━━━━━ Document extract

For further information about Magna, please
see our website at www.magna.com. Copies of financial data
and other publicly filed documents are available through the
internet on the Canadian Securities Administrators' System for
Electronic Document Analysis and Retrieval (SEDAR) which can be
accessed at www.sedar.com and on the United States
Securities and Exchange Commission's Electronic Data Gathering,
Analysis and Retrieval System (EDGAR) which can be accessed at
www.sec.gov
MAGNA INTERNATIONAL INC.
Management's Discussion and Analysis of Results of Operations
and Financial Position
Unless otherwise noted, all amounts in this Management's
Discussion and Analysis of Results of Operations and Financial
Position ("MD&A") are in U.S. dollars and all tabular amounts
are in millions of U.S. dollars, except per share figures, which
are in U.S. dollars. When we use the terms "we", "us", "our" or
"Magna", we are referring to Magna International Inc. and its
subsidiaries and jointly controlled entities, unless the context
otherwise requires.
In 2015, we sold substantially all of our
interiors operations (excluding our seating operations). The assets
and liabilities, and operating results for the previously reported
interiors operations are presented as discontinued operations and
have therefore been excluded from both continuing operations and
segment results for all periods presented in the attached financial
statements. This Management's Discussion and Analysis reflects the
results of continuing operations, unless otherwise noted.
This MD&A should be read in conjunction with
the unaudited interim consolidated financial statements for the
three months and year ended December
31, 2015 included in this press release, and the
audited consolidated financial statements and MD&A for the year
ended December 31, 2014
included in our 2014 Annual Report to Shareholders.
This MD&A has been prepared as at
February 25, 2016.
OVERVIEW
We are a leading global automotive supplier with 292
manufacturing operations and 83 product development, engineering
and sales centres in 29 countries. As of December 31, 2015, we have approximately 129,000
employees focused on delivering superior value to our customers
through innovative products and processes, and World Class
Manufacturing. Our product capabilities include producing body,
chassis, exterior, seating, powertrain, electronic, vision, closure
and roof systems and modules, as well as complete vehicle
engineering and contract manufacturing. Our common shares
trade on the Toronto Stock Exchange (MG) and the New York Stock
Exchange (MGA). For further information about Magna, visit our
website at www.magna.com.
HIGHLIGHTS
Operations
2015 marked the sixth consecutive year of
increased global light vehicle production. In our two most
significant markets, North American light vehicle production
increased 3% to 17.5 million units and European light vehicle
production increased 4% to 21.0 million units, each in 2015
compared to 2014.
We posted consolidated sales of $32.13 billion in 2015, a decrease of
$2.27 billion or 7% from 2014.
Although our financial results are reported in U.S. dollars, we
also generate sales in various other currencies, including the euro
and Canadian dollar. The weakening of these and other functional
currencies against the U.S. dollar reduced our reported sales by
approximately $3.35 billion in 2015
as compared to 2014. Excluding the negative impact of foreign
currency translation, our sales increased 3% compared to 2014.
Overall, our Adjusted EBIT(1)
decreased 6% to $2.53 billion in 2015
compared to $2.68 billion in
2014.

━━━━━━━━━━

Pick up the Magna financial report right after its last sentence and write the next part.

━━━━━ Dataset content

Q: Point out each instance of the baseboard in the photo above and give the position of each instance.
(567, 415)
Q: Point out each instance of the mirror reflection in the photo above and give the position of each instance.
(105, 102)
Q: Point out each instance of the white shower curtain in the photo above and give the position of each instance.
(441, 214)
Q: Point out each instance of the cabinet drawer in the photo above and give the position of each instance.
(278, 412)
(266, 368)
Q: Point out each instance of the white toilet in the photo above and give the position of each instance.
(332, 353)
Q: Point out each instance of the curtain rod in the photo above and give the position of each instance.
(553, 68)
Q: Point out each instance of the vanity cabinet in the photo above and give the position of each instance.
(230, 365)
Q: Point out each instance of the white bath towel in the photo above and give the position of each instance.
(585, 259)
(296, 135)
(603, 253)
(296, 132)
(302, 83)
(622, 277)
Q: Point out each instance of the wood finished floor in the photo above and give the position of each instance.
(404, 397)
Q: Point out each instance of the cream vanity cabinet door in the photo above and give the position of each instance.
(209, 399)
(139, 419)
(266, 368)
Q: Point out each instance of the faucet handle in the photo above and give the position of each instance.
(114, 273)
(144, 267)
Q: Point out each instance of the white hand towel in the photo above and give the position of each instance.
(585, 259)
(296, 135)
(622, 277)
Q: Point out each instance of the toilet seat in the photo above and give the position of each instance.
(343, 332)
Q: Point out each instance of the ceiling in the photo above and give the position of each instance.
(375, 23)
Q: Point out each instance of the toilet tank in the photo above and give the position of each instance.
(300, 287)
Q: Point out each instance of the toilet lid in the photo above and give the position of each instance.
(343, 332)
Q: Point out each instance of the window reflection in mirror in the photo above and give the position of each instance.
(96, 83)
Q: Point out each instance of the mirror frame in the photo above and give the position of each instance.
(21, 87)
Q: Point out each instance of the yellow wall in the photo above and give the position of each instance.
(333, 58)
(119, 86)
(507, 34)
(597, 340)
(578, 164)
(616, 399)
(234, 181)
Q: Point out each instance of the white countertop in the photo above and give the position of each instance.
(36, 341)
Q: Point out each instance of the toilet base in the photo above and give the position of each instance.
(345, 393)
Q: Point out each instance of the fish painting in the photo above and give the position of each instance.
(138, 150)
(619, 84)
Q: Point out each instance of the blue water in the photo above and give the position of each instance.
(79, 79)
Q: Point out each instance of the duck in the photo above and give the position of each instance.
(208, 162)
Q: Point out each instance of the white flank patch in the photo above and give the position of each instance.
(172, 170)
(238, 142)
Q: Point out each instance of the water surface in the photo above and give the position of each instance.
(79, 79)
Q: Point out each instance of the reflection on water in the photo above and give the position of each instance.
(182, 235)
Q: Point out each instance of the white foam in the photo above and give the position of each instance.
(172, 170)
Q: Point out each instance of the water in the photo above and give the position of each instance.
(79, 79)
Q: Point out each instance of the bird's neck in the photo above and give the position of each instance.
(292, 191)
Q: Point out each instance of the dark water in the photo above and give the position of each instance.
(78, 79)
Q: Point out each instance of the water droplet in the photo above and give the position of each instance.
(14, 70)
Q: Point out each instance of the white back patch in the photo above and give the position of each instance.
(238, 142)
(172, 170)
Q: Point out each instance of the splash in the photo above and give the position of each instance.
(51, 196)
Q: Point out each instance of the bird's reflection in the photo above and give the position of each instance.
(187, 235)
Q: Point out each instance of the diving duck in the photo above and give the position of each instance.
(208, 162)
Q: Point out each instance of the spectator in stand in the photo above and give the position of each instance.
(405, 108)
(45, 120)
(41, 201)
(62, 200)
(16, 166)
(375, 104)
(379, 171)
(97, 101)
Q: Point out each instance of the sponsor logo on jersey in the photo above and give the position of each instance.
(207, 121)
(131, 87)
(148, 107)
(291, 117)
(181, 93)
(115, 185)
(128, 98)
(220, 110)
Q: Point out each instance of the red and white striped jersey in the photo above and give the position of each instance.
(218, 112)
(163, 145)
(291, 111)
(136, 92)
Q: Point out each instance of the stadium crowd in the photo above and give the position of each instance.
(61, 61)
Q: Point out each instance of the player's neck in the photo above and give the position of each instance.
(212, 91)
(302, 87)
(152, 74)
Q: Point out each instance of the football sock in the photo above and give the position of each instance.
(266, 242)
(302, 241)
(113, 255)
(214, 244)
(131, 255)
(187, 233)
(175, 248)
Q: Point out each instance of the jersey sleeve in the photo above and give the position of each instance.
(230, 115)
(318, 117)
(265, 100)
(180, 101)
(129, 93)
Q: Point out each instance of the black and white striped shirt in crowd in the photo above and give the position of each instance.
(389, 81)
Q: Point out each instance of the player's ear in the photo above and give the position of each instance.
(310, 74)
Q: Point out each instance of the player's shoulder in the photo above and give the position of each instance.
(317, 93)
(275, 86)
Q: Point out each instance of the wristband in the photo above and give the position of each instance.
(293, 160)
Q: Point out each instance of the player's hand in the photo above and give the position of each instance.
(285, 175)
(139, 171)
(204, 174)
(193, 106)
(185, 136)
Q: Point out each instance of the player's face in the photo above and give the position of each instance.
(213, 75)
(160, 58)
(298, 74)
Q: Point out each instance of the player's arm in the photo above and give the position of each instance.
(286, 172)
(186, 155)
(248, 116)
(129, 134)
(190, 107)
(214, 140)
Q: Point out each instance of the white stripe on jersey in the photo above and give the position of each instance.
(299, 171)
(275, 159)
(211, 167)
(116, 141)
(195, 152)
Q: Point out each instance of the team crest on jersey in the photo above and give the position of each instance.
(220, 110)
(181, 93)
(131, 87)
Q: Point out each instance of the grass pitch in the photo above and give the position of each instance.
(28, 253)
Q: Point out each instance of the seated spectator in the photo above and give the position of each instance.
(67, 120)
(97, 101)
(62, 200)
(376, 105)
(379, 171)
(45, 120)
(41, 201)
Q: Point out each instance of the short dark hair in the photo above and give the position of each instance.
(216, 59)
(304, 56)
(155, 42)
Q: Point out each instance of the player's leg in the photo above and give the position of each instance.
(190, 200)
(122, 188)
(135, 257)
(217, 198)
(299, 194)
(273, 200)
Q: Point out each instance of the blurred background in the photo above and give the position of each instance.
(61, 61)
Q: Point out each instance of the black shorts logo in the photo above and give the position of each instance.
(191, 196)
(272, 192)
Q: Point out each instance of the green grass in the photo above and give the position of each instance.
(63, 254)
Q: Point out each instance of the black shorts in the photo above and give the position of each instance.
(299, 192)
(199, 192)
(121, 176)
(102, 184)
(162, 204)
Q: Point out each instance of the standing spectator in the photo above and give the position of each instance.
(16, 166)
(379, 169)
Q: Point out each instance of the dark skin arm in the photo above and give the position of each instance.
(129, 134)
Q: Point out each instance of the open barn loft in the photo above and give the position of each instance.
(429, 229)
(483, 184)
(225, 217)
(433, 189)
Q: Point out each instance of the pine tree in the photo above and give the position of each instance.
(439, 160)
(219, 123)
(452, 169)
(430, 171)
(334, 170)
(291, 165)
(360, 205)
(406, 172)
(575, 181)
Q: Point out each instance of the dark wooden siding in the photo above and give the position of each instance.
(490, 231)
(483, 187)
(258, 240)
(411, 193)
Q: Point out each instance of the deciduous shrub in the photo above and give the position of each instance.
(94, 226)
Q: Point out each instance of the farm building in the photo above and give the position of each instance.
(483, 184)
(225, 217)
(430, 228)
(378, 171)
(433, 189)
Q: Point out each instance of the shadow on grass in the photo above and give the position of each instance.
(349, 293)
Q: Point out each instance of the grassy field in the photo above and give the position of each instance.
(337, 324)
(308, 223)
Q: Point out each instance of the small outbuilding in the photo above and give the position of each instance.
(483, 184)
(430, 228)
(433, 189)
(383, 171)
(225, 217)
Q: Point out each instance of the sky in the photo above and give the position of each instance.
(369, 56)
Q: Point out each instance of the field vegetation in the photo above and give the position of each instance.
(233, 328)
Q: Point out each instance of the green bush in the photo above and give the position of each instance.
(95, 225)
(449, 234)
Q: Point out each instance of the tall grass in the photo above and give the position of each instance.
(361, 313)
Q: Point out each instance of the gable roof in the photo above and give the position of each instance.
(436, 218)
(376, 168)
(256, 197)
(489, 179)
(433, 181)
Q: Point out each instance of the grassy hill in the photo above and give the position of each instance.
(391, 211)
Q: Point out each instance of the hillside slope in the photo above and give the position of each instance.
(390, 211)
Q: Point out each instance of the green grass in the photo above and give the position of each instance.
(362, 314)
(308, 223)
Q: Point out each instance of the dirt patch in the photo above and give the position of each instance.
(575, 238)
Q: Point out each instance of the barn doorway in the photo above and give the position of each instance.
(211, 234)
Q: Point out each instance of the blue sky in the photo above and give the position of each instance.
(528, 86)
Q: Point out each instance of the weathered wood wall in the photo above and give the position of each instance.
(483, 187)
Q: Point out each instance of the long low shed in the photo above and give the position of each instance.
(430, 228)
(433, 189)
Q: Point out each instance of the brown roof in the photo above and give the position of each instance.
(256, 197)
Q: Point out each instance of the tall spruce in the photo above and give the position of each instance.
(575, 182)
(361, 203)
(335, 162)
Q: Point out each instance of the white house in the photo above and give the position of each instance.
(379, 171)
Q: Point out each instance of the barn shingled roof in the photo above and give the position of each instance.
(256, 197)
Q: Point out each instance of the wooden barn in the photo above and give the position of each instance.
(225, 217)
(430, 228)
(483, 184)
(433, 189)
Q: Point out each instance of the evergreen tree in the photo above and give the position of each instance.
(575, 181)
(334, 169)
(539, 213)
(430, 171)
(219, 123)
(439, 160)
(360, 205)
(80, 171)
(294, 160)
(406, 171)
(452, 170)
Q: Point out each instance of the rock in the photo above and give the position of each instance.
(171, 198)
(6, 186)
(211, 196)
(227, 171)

━━━━━━━━━━

Result of this exercise
During 2015, net income attributable to Magna
International Inc. from continuing operations was $1.95 billion, an increase of $22 million compared to 2014 and diluted earnings
per share from continuing operations increased $0.28 to $4.72 for
2015 compared to 2014. Excluding the after tax impact of other
(income) expense, net, and the Austrian Tax Reform, as discussed in
the "Other (income) expense, net" and "Income Taxes" sections,
respectively, net Income attributable to Magna International Inc.
from continuing operations decreased $146
million and diluted earnings per share from continuing
operations decreased $0.12.
__________________________________________________________ |
1 |
We believe Adjusted EBIT is the most appropriate measure
of operational profitability or loss for our reporting segments.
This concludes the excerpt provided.